* [Text]
┏━━

Verkehr zwischen Halbtoten. Die Zeichen stehen auf Haß und Morbidität, ist der „Retter“ doch eine Negativfigur des gnädigen, versöhnlichen Jesus, ein glutäugiger, hagerer Nostradamus, an dessen Handgelenk eine angekettete Bibel wie eine Gefängniskugel baumelt. Gemeinschaft also, die zwar Schutz bietet, die aber andere ausgrenzt, stigmatisiert. Gemeinschaft, wie sie sich aus der burischen Mythologie speist, die Nicol phantastisch verarbeitet zum „Stück Menschheit, das wie ein Fluß durch die Wüste strömt“. Ein Malstrom, der Angst vor Seitenarmen hat, vor Diversifizierung, vor Endmoränen. Der große historische burische Trekk weg vom Staat, aber auch weg von der bürgerlichen Gesellschaft, hinein in die kulturelle Wüstenei findet so sein Sinnbild: anti-aufklärerisch, masochistisch, inzüchtig, unfruchtbar, voller Todessehnsucht.

┗━━

* [Datenauszug]
┏━━

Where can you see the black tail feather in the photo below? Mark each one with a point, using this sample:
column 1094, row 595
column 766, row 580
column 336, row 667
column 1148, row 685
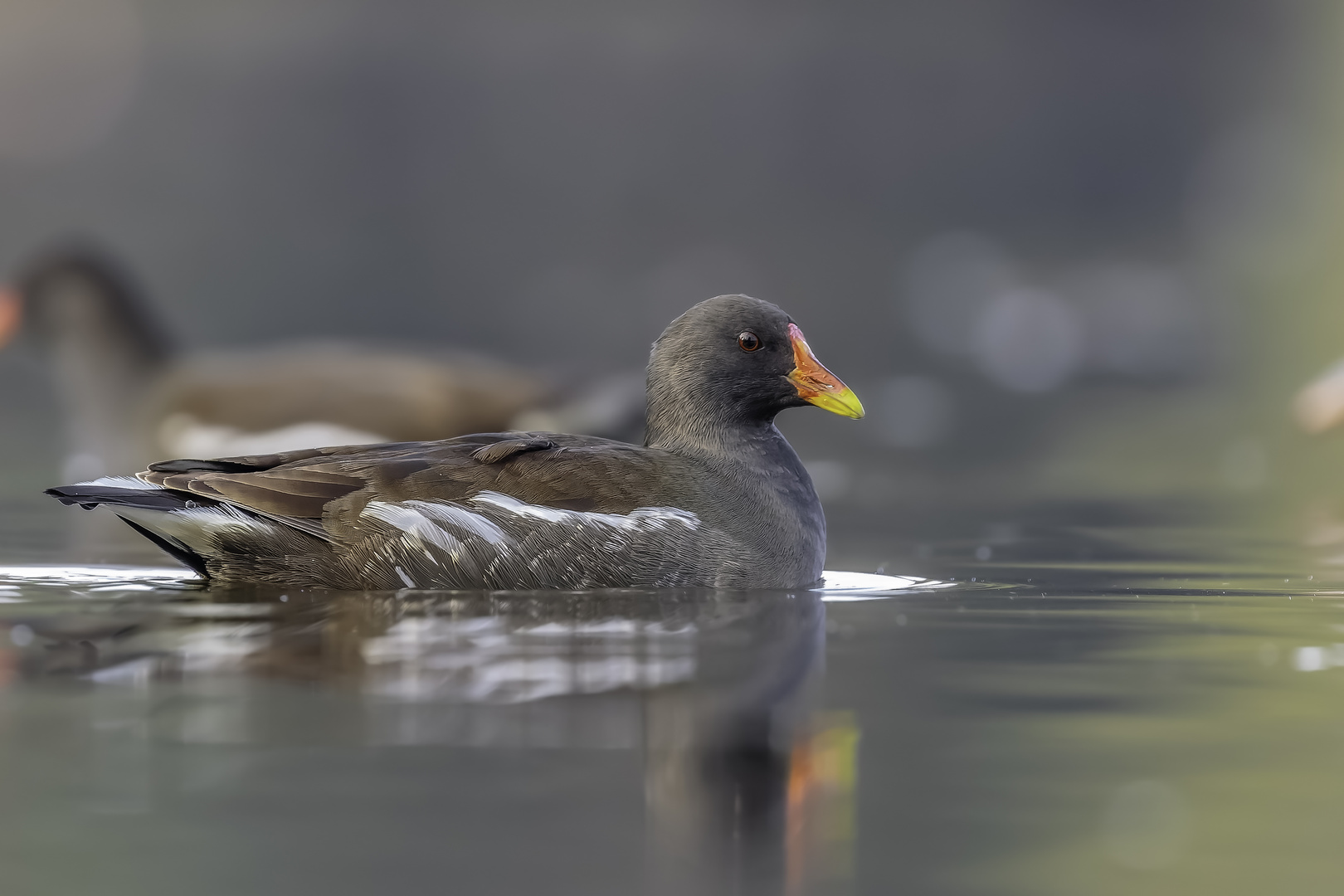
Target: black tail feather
column 175, row 550
column 90, row 496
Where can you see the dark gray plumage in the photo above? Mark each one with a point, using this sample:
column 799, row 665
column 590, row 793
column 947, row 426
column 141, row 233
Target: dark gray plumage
column 715, row 497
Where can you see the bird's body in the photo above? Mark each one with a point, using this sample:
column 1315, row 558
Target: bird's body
column 715, row 497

┗━━

* [Arbeitsauftrag 1] Womit vergleicht der Text über die burische Gemeinschaft die Bibel, die am Handgelenk des „Retters“ angekettet ist?
* [Arbeitsauftrag 2] Nimm den Text über die burische Gemeinschaft nach seinem letzten Satz wieder auf und schreibe ihn weiter.
Die Datensätze stammen aus einer anderen Quelle.

* [Ergebnis 1] Mit einer Gefängniskugel, die am Handgelenk baumelt.

* [Ergebnis 2]
Auch die Opfer, gibt Nicol zu verstehen, haben Talent zum Täter. In die Syntax burischer Hysterie speist er moderne Fragmente ein, die dem ANC-Befreiungs-Jargon entnommen sind: weißer Nationalismus und schwarzer Nationalismus sind gleichwertig in ihrem separatistischen Gestus. Nicol schreibt „farbenblind“.

Südafrikas Landschaft ist eine Landschaft der Gewalt. Mike Nicol stellt sich der Brutalität der eigenen Geschichte, ohne sich den Normen der political correctness des Befreiungskampfes zu beugen. Es gebe „nichts langweiligeres als die Anti-Apartheidromane“, gab er seinem Schriftstellerkollegen Christopher Hope zu Protokoll. Rekonstruktion und Spurensuche liegen in der Luft, so als befürchte man schon wieder die große Leere, die Amnesie. Nicht ohne Grund spielt daher derzeit das Autobiographische eine große Rolle in der Literatur. Und nicht grundlos stellt Nicol gerade jetzt — am Scheideweg Südafrikas — existentiellere Fragen nach dem Sinn und der Lenkbarkeit von Geschichte. Melancholie sei ihm gestattet; Nihilismus und Geschichtsrelativismus läßt er zu stark wüten. Noch fehlt der Mut zur subversiven Ironie, die etwa einen Salman Rushdie von Anfang an leitete. Immerhin öffnet Nicol die Tür einen Spalt.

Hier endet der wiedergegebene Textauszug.